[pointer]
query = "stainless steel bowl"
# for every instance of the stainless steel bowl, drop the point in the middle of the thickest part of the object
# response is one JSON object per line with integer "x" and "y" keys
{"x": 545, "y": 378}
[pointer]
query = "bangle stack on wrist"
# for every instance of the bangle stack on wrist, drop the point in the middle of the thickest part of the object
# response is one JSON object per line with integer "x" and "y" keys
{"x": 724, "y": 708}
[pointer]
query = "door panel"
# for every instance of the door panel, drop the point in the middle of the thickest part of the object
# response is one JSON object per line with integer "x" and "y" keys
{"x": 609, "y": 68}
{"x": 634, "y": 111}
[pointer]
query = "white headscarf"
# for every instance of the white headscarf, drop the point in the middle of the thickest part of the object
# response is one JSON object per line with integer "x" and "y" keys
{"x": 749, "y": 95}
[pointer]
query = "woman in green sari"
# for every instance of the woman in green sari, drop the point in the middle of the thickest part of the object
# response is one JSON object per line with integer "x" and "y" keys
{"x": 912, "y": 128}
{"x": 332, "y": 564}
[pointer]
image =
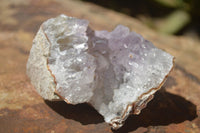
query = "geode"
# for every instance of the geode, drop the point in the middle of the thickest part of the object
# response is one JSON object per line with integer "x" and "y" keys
{"x": 116, "y": 72}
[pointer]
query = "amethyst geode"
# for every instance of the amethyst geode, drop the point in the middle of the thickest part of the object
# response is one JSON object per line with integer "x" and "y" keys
{"x": 116, "y": 72}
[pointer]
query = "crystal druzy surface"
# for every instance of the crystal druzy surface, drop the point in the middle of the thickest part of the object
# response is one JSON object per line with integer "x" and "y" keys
{"x": 116, "y": 72}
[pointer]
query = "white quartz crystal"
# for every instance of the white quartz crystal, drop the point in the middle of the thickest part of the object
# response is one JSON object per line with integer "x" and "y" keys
{"x": 116, "y": 72}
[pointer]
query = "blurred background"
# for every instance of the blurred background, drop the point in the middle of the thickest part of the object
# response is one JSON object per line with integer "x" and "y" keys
{"x": 177, "y": 17}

__________________________________________________

§ **WHAT IS REQUIRED**
Would you copy, exactly, each line from the start of the listing above through the line with "# for every instance of the amethyst", both ends included, but none of the pictures?

§ **TASK SOLUTION**
[pointer]
query = "stainless steel bowl"
# for every instance of the stainless steel bowl, drop the point in the middle of the thickest part of the object
# response is one JSON object per line with integer "x" and "y" keys
{"x": 545, "y": 378}
[pointer]
query = "bangle stack on wrist"
# for every instance of the bangle stack on wrist, drop the point in the middle of the thickest part of the object
# response is one JSON object per line with integer "x" and "y" keys
{"x": 724, "y": 708}
[pointer]
query = "door panel"
# for every instance of the door panel, drop the point in the middle of the thickest part of the object
# response is one JSON object per line with integer "x" and "y" keys
{"x": 609, "y": 68}
{"x": 634, "y": 111}
[pointer]
query = "white headscarf"
# for every instance of the white headscarf, drop the point in the middle of the thickest part of the object
# response is one JSON object per line with integer "x" and "y" keys
{"x": 749, "y": 95}
[pointer]
query = "woman in green sari"
# for every instance of the woman in green sari, drop the point in the middle of the thickest part of the object
# response is one JSON object per line with integer "x" and "y" keys
{"x": 912, "y": 128}
{"x": 332, "y": 564}
[pointer]
image =
query = "geode"
# for every instance of the geode, drop the point in the middle of the thickest part of the object
# response is one JSON object per line with integer "x" and "y" keys
{"x": 116, "y": 72}
[pointer]
query = "amethyst geode"
# for every instance of the amethyst geode, drop the point in the middle of the thickest part of the object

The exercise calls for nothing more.